(Object location annotation data)
↓
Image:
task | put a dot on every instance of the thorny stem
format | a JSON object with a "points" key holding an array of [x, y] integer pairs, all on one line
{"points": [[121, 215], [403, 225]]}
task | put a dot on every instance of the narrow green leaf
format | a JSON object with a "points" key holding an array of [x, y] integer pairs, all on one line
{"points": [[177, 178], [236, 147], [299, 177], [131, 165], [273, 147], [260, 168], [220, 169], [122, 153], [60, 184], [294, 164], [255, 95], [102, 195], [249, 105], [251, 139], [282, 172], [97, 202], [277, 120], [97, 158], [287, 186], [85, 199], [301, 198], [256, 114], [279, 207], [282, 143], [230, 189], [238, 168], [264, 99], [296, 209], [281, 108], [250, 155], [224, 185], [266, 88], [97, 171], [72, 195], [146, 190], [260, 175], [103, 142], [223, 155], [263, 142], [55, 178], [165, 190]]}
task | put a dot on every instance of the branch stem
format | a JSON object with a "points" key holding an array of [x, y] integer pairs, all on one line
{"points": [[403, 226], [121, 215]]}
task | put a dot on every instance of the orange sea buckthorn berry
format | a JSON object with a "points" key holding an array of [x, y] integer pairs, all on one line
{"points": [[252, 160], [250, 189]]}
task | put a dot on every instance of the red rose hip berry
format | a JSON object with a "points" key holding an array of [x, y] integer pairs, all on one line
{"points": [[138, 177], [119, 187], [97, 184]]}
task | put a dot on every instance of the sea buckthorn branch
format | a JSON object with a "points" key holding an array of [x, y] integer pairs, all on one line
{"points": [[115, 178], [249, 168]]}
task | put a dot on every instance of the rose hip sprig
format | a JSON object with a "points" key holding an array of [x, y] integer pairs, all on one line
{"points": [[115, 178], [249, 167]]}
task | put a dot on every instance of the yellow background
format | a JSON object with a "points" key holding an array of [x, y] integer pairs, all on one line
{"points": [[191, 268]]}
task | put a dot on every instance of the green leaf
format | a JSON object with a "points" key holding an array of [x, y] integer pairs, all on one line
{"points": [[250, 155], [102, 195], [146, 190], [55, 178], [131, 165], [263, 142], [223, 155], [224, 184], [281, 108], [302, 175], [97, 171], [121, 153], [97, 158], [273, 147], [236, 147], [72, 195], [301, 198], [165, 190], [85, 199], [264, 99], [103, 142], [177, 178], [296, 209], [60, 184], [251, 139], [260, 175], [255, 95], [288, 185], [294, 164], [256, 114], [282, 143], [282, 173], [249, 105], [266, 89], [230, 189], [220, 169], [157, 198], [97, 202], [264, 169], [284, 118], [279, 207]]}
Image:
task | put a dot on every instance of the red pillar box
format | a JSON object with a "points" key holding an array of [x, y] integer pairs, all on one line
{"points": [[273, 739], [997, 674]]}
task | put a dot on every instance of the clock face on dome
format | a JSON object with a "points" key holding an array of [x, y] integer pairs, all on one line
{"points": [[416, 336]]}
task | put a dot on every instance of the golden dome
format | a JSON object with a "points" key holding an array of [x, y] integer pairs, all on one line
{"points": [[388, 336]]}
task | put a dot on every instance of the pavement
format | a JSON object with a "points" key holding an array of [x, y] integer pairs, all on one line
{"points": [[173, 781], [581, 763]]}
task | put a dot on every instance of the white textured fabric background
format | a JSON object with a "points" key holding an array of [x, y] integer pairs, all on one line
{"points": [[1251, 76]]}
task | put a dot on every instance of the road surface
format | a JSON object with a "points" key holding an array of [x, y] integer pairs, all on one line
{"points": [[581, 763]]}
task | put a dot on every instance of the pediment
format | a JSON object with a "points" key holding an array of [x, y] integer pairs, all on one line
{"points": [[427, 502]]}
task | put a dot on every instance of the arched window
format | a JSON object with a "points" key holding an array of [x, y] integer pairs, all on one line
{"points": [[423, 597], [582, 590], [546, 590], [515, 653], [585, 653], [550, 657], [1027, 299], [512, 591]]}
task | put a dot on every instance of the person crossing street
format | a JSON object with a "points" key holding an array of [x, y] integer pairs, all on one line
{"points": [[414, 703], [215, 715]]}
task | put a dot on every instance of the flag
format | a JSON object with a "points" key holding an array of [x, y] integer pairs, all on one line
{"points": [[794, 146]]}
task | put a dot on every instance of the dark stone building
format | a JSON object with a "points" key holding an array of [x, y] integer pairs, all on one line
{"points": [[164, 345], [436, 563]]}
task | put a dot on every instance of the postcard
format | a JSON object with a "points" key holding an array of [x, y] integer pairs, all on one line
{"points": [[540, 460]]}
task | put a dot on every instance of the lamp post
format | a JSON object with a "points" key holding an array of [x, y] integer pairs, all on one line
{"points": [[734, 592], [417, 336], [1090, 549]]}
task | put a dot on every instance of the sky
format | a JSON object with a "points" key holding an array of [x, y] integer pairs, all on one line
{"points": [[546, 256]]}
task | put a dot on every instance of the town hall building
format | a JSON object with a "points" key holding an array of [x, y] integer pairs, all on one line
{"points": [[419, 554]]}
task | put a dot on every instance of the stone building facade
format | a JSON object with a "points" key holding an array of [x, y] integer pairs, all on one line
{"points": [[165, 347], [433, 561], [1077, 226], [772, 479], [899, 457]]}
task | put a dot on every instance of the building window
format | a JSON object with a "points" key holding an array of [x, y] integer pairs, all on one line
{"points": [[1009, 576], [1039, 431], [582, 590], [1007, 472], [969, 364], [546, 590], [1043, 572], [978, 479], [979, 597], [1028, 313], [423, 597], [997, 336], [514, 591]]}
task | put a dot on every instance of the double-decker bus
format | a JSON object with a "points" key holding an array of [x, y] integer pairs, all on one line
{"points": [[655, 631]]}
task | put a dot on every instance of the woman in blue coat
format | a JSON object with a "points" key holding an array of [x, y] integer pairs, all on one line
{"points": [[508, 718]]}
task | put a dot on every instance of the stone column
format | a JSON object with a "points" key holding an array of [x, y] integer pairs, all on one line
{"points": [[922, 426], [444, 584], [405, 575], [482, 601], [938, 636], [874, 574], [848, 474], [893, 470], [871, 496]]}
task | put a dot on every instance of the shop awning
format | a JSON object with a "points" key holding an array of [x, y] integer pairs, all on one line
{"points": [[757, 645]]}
↑
* AIM
Render all of the data above as a two-column CSV with the headers instruction and points, one row per entry. Put each entry's text and its answer in a single quoted field apiece, with line breaks replaced by spaces.

* WRITTEN RESPONSE
instruction,points
"Image: task | put a dot on every instance of the thorny stem format | a JSON object with a ""points"" key holding an array of [x, y] integer pairs, all on one line","{""points"": [[121, 215], [403, 225]]}"
"task | put a dot on every instance of the narrow green leaf format | a JSON object with a ""points"" key holding an array of [x, y] integer pairs, all on one line","{""points"": [[177, 178], [236, 147], [299, 177], [131, 165], [273, 147], [260, 168], [220, 169], [122, 153], [60, 184], [294, 164], [255, 95], [102, 195], [249, 105], [251, 139], [282, 172], [97, 202], [277, 120], [97, 158], [287, 186], [85, 199], [301, 198], [256, 114], [279, 207], [282, 143], [230, 189], [238, 168], [264, 99], [296, 209], [281, 108], [250, 155], [224, 185], [266, 88], [97, 171], [72, 195], [146, 190], [260, 175], [103, 142], [223, 155], [263, 142], [55, 178], [165, 190]]}"
"task | put a dot on every instance of the branch stem format | a JSON object with a ""points"" key holding an array of [x, y] integer pairs, all on one line","{""points"": [[403, 226], [121, 215]]}"
"task | put a dot on every instance of the orange sea buckthorn berry format | a JSON object with a ""points"" key holding an array of [x, y] integer pairs, all on one line","{""points"": [[252, 160], [250, 189]]}"
"task | put a dot on every instance of the red rose hip berry format | a JSON object with a ""points"" key holding an array of [x, y] integer pairs, all on one line","{""points"": [[138, 177], [119, 187], [97, 184]]}"
"task | put a dot on every instance of the sea buckthorn branch format | a JSON object with a ""points"" key holding an array of [x, y] integer pairs, all on one line","{""points"": [[115, 178], [249, 168]]}"
"task | put a dot on every instance of the rose hip sprig format | a JSON object with a ""points"" key holding an array of [x, y] integer pairs, all on one line","{""points"": [[115, 178], [249, 167]]}"
"task | put a dot on every instance of the yellow background format | a JSON object with a ""points"" key holding an array of [x, y] integer pairs, all on one line","{""points"": [[191, 268]]}"
"task | put a dot on every instance of the green leaf format | a JSON object with a ""points"" key holding an array of [x, y] integer pairs, all on one line","{""points"": [[250, 155], [102, 195], [146, 190], [55, 178], [131, 165], [263, 142], [223, 155], [224, 184], [281, 108], [302, 175], [97, 171], [121, 153], [97, 158], [273, 147], [236, 147], [72, 195], [301, 198], [165, 190], [85, 199], [264, 99], [103, 142], [177, 178], [296, 209], [60, 184], [251, 139], [260, 175], [255, 95], [288, 185], [294, 164], [256, 114], [282, 143], [282, 173], [249, 105], [266, 89], [230, 189], [220, 169], [157, 198], [97, 202], [264, 169], [284, 118], [279, 207]]}"
"Image: task | put a dot on every instance of the red pillar box format | a JSON object with a ""points"" key holding an array of [x, y] integer pairs, all on one line","{""points"": [[273, 739], [997, 674]]}"
"task | put a dot on every instance of the clock face on dome format | a JSON object with a ""points"" key holding an array of [x, y] integer pairs, all on one line","{""points"": [[416, 336]]}"
"task | put a dot on every instance of the golden dome format | a JSON object with a ""points"" key holding an array of [x, y] integer pairs, all on one line","{""points"": [[388, 336]]}"
"task | put a dot on every instance of the pavement format | a JSON object with a ""points"" key holding an array of [x, y] integer pairs, all on one line","{""points"": [[173, 781], [581, 763]]}"
"task | put a dot on every instance of the white textured fabric background format | a JSON object with a ""points"" key holding an array of [x, y] integer pairs, all on one line","{""points"": [[1251, 76]]}"
"task | put a dot on every instance of the road surface format | a JSON object with a ""points"" key holding an array of [x, y] integer pairs, all on one line","{""points"": [[581, 763]]}"
"task | put a dot on every instance of the pediment format | a JSON object with a ""points"" key holding an array of [x, y] integer pairs, all on one line","{""points"": [[427, 502]]}"
"task | put a dot on every instance of the arched window format | a JSON object with a ""points"" key holding an array of [x, y] integer pairs, all on one line","{""points"": [[423, 597], [582, 590], [546, 590], [515, 653], [585, 653], [550, 657], [1027, 299], [512, 591]]}"
"task | put a dot on every instance of the person crossing street format | a JSON object with a ""points"" key holding an array of [x, y] integer pairs, all on one line","{""points"": [[414, 703], [215, 715]]}"
"task | put a dot on every instance of the flag format | a JSON object with a ""points"" key holding an array of [x, y] integer pairs, all on one line","{""points"": [[794, 146]]}"
"task | put a dot on every instance of the dark stone building format | a JSON object with a ""points"" key holding an array of [x, y] integer pairs, all on one line","{""points"": [[164, 345], [436, 563]]}"
"task | put a dot on every instance of the postcard format | a JSON object with a ""points"" key holding an array of [x, y] integer pairs, all on one line","{""points"": [[540, 460]]}"
"task | put a dot on every instance of the lamp post format | a JSON object with a ""points"" key holding an array of [x, y] integer pairs, all on one line","{""points"": [[734, 592], [417, 336], [1090, 549]]}"
"task | put a dot on every instance of the sky format | a JSON object with a ""points"" key holding an array of [x, y] integer pairs, all on one line","{""points"": [[546, 256]]}"
"task | put a dot on every instance of the town hall building format | a JSON object with a ""points"" key holding an array of [x, y] integer pairs, all on one line","{""points"": [[419, 554]]}"
"task | put a dot on every instance of the stone building facade format | a JSON object with a ""points"" key holding an array of [x, y] integer pairs, all on one line","{""points"": [[165, 347], [433, 561], [1077, 226], [772, 479], [899, 457]]}"
"task | put a dot on every instance of the building window format | a JSON object with a ""points"" key holding an array of [x, y] integer pairs, all on one line","{""points"": [[1009, 576], [1039, 431], [582, 590], [1007, 472], [969, 364], [546, 590], [1043, 572], [978, 479], [979, 597], [1028, 313], [423, 597], [997, 336], [514, 591]]}"
"task | put a dot on every instance of the double-decker bus format | a JSON object with a ""points"" key holding an array of [x, y] integer pairs, all on one line","{""points"": [[655, 631]]}"
"task | put a dot on every instance of the woman in blue coat format | a JSON object with a ""points"" key holding an array of [x, y] integer pairs, all on one line","{""points"": [[508, 718]]}"
"task | put a dot on every instance of the stone column format | a JSON object with a ""points"" key holding an array of [x, y] integer pairs, all on one line","{""points"": [[922, 426], [444, 584], [405, 575], [482, 601], [938, 636], [874, 574], [848, 474], [893, 470], [871, 496]]}"
"task | put a dot on every instance of the shop awning format | a JSON object with a ""points"" key holding an array of [x, y] integer pairs, all on one line","{""points"": [[757, 645]]}"